REQUEST 1
Count the lines in the rows below that contain the word "soccer", and report only that number.
== PASSAGE PROVIDED ==
Encryption overhead: 1.49x. ChaCha20-Poly1305 costs 33% of transfer time. This is reasonable for a stream cipher doing authenticated encryption on every 512KB chunk.

Our earlier estimate of 2.2x was comparing across different test runs with different system load. The controlled benchmark shows the real cost is much lower.

The full overhead breakdown for FUSE end-to-end (231 MB/s):

Plain gRPC:     657 MB/s  (ceiling)
  -33% encryption
Encrypted gRPC: 441 MB/s
  -48% FUSE kernel overhead
FUSE E2E:       231 MB/s

The FUSE kernel overhead (48%) is nearly twice the encryption cost (33%). If we wanted to improve throughput, reducing FUSE transitions would have more impact than switching ciphers.

What We Learned

  1. Without isolating each layer, we would have optimized the wrong thing. The biggest win (async cache writes, 16% to 1.8%) was only visible when we measured cache write overhead independently.
  2. Caching the AEAD cipher and in-place decryption are tiny code changes with measurable impact. At 2000+ messages per second, every allocation counts.
  3. Structured logging frameworks are not free. On hot paths, even checking the log level has overhead. We saw 2-6% throughput gain from commenting out non-error logs.
===
== ENTRIES SHOWN ==
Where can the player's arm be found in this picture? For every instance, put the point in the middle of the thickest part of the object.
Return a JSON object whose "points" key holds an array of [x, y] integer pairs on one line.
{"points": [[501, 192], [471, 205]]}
===
== ENTRIES SHOWN ==
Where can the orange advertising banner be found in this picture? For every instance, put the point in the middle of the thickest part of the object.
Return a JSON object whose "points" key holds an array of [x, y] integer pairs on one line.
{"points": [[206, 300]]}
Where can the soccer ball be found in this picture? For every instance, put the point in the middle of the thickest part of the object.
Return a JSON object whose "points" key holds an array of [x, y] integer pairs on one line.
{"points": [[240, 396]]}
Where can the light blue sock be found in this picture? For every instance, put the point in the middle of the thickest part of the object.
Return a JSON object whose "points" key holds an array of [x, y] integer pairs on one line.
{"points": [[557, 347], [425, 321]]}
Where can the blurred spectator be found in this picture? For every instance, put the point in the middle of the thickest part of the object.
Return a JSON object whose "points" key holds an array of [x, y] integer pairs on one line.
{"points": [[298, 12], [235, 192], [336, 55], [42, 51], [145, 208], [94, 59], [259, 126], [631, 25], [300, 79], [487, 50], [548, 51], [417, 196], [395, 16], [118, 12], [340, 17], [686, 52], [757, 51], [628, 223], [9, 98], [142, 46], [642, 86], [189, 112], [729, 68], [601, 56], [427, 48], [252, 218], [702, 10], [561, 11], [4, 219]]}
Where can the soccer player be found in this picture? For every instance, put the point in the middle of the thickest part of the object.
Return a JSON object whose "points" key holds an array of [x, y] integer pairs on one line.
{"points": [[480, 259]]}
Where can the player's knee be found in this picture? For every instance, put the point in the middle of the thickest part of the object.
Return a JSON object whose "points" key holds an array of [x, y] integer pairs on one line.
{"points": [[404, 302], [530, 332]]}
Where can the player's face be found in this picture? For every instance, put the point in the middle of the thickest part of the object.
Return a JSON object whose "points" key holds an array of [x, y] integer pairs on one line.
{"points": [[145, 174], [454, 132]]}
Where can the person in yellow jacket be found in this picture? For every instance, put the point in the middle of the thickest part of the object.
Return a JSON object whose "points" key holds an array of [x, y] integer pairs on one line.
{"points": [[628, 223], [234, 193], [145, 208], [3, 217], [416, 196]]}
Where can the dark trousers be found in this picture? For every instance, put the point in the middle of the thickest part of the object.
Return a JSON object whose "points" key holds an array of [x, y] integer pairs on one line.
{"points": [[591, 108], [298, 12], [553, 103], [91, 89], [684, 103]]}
===
== ENTRIES SHOWN ==
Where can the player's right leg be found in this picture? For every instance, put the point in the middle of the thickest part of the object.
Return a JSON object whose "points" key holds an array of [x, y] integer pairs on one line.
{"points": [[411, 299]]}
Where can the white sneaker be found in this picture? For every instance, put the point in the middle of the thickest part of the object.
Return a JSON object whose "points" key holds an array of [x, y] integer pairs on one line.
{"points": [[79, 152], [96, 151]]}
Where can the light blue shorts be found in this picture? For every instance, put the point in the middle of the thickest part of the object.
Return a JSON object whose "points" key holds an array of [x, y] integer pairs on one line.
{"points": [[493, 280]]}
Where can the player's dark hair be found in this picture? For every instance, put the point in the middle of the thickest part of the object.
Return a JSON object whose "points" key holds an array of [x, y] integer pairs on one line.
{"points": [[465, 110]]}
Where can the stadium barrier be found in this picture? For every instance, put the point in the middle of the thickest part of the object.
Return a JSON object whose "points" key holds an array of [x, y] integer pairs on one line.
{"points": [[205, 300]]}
===
REQUEST 2
In the encryption benchmark passage above, restate the paragraph beginning "The FUSE kernel overhead (48%)" more briefly, keeping its main facts.

FINAL ANSWER 1
2

FINAL ANSWER 2
At 48%, FUSE kernel overhead is nearly double the 33% encryption cost. Reducing FUSE transitions would therefore improve throughput more than switching ciphers.